● Source text
== == ==

The 1929 Chicago aldermanic election was held on February 26, 1929, with a runoff on April 2, to elect the 50 members of the Chicago City Council. The elections were non-partisan. Held in the middle of mayor William Hale Thompson's term, it would be the penultimate midterm election; four-year terms for aldermen were adopted in 1935, coinciding with the mayoral election that year.

All told, despite the non-partisan nature of the elections, candidates affiliated with the Republican Party won 27 seats and those affiliated with the Democratic Party won 23. 11 seats were decided by means of a runoff election, and a Republican candidate won all but one of those elections. Six incumbent aldermen were defeated in the first round, and an additional four fell in the runoffs, all by Republican candidates. Four aldermen, all Democratic, were returned without opposition.

==Issues and endorsements==
The main issue of the elections was the influence of Mayor Thompson over the City Government and individual aldermen. Senior US Senator and former Governor Charles Deneen fronted the main slate of anti-Thompson candidates. Many reformers had hoped and even proclaimed that the election would "wipe...Thompson off the political map." The reform-minded Chicago Tribune and Municipal Voter's League endorsed candidates based on their perceived independence from Thompson.

The elections were held on a backdrop of violence throughout the city. In particular the race for the so-called "Bloody Twentieth" ward had been marked by the murder in April 1928 of African-American reform candidate for committeeman Octavius Granady during the Pineapple Primary. The Daily Chronicle in DeKalb reported that "Another surprise of the election - for the police at least - was that no one was murdered, kidnapped, or slugged," although it attributed such lack of violence to the heavy patrol of polling places by police officers that compelled Police Commissioner William Russell to set aside his investigation of the recent Saint Valentine's Day Massacre. It was also subject to some disputes in electoral law, with such sitting aldermen as Sheldon Govier of the 9th ward and Joseph McDonough of the 13th raising accusations of fraudulent petitions against many of their opponents given the 40% increase in the number of candidates from the 1927 elections and some aldermen disputing a filing deadline that sitting aldermen Coyle, Haffa, and Hoellen had missed.

The Daily Chronicle asserted that four of the six aldermen defeated in the first round had been Thompson supporters. Nevertheless, the election was generally considered a failure for the reformers. Many of Thompson's closest allies, including his former African-American floor leader Louis B. Anderson of the 2nd Ward, retained their seats. Particularly devastating was the loss of 20th ward incumbent A.J. Prignano, whom the Municipal Voter's League had extolled as "the best alderman [the] ward has had in many years," to William V. Pacelli, a candidate fronted by the Ellers, who were implicated in Granady's murder. Furthermore, of the nine candidates endorsed by the Tribune and Municipal Voter's League leading up to the runoff elections (not including contests where neither or both candidates were endorsed), only Frank Konkowski of the 31st Ward won his contest. Ultimately, Thompson's rule over the city would continue unabated until the 1931 elections.

== == ==

● Supplied entries

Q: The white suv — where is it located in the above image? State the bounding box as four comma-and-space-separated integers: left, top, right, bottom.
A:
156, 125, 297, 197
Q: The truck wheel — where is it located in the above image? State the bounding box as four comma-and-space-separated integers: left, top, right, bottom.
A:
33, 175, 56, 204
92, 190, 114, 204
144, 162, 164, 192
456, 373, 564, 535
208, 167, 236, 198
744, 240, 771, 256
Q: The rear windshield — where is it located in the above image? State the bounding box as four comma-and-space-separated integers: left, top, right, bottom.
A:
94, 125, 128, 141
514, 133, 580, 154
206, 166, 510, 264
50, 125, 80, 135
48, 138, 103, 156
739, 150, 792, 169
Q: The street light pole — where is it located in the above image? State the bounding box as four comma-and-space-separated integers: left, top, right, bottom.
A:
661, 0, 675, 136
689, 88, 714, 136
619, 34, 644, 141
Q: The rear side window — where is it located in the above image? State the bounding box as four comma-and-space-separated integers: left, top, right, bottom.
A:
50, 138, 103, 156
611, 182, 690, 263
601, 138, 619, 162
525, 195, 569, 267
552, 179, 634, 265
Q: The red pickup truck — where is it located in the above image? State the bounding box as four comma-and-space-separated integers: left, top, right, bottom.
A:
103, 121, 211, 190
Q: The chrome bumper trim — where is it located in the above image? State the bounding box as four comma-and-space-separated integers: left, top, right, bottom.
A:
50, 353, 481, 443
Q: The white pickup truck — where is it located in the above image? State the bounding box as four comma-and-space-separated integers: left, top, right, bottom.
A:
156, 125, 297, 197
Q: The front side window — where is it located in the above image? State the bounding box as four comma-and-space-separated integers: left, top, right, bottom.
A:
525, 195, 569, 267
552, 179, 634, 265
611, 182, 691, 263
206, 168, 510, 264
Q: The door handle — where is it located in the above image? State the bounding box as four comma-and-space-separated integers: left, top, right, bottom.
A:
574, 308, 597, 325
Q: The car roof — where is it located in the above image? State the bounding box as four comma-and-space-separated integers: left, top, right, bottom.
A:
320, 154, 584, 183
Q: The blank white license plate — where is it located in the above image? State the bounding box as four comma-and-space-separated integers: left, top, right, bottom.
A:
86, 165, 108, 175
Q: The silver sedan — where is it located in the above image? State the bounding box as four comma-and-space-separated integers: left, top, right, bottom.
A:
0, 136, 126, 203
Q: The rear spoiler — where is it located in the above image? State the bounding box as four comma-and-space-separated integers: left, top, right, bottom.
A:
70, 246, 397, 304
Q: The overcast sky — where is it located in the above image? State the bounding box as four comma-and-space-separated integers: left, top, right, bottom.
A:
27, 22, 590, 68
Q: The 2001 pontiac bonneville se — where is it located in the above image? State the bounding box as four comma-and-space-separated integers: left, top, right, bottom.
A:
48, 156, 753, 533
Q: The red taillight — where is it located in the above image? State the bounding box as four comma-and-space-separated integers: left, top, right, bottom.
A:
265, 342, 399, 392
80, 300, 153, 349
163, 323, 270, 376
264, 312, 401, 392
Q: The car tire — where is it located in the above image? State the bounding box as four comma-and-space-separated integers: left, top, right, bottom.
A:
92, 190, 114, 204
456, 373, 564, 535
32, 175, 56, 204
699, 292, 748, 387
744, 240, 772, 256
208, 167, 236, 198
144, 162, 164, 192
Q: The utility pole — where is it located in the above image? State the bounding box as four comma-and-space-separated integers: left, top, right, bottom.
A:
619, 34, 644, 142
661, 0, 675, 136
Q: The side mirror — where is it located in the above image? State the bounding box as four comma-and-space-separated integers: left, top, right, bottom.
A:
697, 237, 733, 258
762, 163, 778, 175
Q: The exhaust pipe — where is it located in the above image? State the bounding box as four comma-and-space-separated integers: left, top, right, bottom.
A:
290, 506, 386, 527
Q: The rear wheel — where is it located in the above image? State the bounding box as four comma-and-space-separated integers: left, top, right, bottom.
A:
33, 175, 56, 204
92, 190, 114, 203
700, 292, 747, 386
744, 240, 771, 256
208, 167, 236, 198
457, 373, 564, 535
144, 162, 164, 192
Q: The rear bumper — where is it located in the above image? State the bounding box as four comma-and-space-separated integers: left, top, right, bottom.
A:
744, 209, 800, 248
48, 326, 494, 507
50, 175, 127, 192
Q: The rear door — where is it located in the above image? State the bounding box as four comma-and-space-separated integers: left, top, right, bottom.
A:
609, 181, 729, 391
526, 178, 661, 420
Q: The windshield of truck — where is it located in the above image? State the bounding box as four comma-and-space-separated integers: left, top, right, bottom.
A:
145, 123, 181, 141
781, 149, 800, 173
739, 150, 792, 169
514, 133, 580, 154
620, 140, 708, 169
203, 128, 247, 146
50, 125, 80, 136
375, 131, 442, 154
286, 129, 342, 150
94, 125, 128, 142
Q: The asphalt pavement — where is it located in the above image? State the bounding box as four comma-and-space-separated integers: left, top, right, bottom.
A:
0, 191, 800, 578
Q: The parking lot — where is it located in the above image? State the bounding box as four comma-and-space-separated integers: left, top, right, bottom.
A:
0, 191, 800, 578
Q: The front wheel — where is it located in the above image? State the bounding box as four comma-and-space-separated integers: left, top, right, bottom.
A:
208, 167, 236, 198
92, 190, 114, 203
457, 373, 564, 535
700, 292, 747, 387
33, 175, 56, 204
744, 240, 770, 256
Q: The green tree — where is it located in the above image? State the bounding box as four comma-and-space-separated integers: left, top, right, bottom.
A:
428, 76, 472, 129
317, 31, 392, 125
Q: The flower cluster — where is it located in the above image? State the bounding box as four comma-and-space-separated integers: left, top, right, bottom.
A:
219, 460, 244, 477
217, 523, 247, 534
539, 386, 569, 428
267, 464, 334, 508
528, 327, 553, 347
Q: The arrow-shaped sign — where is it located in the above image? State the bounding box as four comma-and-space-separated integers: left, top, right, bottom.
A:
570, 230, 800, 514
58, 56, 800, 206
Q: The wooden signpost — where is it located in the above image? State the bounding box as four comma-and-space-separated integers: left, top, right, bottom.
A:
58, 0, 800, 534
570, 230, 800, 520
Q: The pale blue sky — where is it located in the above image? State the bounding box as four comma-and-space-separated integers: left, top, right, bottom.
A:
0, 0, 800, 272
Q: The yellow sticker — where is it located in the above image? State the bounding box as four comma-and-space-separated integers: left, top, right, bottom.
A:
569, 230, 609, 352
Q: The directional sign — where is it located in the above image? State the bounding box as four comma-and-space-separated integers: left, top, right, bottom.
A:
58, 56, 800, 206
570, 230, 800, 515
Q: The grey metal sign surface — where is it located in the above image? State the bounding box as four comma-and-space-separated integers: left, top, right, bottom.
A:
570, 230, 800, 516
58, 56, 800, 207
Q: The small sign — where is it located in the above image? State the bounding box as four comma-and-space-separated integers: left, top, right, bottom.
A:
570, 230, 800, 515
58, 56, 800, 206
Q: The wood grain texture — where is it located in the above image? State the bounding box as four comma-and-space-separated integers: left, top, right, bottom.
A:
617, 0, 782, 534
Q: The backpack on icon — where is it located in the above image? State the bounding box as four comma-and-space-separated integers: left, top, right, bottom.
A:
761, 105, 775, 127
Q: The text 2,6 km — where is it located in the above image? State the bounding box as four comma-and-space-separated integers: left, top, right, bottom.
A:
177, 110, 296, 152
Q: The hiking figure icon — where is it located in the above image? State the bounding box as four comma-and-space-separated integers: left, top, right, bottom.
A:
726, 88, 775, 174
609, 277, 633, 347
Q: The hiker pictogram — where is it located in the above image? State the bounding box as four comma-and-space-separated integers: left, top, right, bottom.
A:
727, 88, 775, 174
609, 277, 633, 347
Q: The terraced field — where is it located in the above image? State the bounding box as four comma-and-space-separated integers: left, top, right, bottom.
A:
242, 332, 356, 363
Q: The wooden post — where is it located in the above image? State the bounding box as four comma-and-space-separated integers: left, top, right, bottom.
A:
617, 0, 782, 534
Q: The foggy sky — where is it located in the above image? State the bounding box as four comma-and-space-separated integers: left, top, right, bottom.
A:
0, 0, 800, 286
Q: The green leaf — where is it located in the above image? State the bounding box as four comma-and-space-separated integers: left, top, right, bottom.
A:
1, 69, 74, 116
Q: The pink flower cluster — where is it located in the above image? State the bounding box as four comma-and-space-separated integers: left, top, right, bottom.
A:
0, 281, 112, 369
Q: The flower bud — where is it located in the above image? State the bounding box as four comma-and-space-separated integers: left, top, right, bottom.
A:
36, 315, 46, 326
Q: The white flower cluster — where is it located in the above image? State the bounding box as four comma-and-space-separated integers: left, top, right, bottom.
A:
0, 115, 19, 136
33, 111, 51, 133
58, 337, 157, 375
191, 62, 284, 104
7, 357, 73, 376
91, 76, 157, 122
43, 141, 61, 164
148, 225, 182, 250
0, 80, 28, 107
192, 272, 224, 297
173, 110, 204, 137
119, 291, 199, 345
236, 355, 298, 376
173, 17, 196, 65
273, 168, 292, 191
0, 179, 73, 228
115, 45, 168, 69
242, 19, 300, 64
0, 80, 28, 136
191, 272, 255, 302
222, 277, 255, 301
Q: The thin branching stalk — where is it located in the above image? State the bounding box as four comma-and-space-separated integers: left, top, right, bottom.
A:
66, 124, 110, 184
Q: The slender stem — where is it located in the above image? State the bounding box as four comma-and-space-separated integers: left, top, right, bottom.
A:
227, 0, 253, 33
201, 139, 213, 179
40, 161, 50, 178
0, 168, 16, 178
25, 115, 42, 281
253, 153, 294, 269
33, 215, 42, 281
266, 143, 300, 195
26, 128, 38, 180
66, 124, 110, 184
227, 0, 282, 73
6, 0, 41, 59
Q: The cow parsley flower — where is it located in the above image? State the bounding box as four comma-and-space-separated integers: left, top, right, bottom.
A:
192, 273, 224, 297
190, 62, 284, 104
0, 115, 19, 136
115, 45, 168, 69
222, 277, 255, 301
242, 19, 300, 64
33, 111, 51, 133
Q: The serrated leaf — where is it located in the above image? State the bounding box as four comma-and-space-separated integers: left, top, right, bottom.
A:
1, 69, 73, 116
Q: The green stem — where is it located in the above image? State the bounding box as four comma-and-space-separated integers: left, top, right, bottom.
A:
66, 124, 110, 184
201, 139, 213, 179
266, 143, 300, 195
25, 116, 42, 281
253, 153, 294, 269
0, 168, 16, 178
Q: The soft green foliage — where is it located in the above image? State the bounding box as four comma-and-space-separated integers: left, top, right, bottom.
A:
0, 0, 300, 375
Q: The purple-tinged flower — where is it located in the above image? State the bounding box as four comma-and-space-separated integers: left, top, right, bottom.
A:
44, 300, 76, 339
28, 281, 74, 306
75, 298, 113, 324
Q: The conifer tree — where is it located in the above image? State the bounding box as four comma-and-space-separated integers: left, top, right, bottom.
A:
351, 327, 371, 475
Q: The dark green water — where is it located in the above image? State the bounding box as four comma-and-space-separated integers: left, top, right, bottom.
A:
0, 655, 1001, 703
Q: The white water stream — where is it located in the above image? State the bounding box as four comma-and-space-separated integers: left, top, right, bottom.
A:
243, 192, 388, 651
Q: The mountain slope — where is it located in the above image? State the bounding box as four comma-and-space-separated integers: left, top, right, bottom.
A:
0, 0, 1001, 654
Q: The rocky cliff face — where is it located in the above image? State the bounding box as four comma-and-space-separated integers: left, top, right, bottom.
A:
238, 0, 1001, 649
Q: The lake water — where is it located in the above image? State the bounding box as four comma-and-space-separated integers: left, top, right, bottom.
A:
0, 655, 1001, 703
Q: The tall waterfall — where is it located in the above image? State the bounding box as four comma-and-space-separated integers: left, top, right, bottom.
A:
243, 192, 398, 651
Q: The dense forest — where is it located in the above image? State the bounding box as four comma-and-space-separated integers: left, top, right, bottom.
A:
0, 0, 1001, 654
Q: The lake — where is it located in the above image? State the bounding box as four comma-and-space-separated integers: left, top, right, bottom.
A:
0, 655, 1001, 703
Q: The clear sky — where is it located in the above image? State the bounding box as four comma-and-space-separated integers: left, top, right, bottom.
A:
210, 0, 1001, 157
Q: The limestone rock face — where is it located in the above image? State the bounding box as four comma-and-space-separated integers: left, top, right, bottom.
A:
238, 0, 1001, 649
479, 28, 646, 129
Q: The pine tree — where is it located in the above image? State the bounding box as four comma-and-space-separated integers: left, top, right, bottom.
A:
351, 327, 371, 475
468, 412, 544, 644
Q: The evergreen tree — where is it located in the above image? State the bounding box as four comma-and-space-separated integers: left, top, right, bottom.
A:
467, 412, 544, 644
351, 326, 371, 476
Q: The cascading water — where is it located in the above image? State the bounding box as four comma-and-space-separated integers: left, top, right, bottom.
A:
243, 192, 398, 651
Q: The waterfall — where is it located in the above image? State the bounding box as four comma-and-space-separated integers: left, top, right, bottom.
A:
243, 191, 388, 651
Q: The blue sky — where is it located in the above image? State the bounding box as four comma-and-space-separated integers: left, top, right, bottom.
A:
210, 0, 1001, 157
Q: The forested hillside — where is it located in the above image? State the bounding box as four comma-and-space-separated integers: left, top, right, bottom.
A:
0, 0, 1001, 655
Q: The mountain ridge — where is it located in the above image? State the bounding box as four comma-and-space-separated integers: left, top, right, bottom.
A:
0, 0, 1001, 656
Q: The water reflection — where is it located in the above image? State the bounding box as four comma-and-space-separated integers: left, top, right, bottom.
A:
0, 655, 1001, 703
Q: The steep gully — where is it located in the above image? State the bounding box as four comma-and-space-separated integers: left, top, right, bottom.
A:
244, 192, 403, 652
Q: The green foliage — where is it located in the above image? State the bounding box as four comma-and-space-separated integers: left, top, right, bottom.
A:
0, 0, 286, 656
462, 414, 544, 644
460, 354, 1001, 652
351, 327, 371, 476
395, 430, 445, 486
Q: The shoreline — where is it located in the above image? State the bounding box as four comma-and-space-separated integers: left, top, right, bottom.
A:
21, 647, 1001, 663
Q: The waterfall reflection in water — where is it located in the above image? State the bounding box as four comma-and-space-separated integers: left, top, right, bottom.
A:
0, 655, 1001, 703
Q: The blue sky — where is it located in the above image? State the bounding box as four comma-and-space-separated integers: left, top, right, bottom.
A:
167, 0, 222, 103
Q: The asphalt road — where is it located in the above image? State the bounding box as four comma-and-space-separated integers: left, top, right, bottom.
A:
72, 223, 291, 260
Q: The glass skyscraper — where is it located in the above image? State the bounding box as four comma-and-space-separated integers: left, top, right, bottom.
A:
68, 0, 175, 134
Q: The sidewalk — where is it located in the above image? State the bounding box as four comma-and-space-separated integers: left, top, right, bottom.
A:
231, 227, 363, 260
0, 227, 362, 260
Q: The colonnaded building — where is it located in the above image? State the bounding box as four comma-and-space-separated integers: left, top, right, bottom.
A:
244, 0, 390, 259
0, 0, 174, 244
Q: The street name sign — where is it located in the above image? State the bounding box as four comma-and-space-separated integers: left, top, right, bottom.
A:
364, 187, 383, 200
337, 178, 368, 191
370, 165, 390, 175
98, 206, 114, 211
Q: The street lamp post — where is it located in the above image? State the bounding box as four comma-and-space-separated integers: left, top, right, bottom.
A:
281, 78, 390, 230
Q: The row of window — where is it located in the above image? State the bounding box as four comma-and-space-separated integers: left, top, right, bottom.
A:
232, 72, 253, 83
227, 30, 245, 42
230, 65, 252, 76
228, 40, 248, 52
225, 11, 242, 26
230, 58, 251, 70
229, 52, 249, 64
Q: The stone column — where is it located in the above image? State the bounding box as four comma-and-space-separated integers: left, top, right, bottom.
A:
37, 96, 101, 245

== == ==

● Instructions to follow
Update the passage on the 1929 Chicago aldermanic election. Begin at the words "All told, despite", stop after "returned without opposition.", and in that span put "Four council members" in place of "Four aldermen". Work from the passage alone.

● Expected answer
All told, despite the non-partisan nature of the elections, candidates affiliated with the Republican Party won 27 seats and those affiliated with the Democratic Party won 23. 11 seats were decided by means of a runoff election, and a Republican candidate won all but one of those elections. Six incumbent aldermen were defeated in the first round, and an additional four fell in the runoffs, all by Republican candidates. Four council members, all Democratic, were returned without opposition.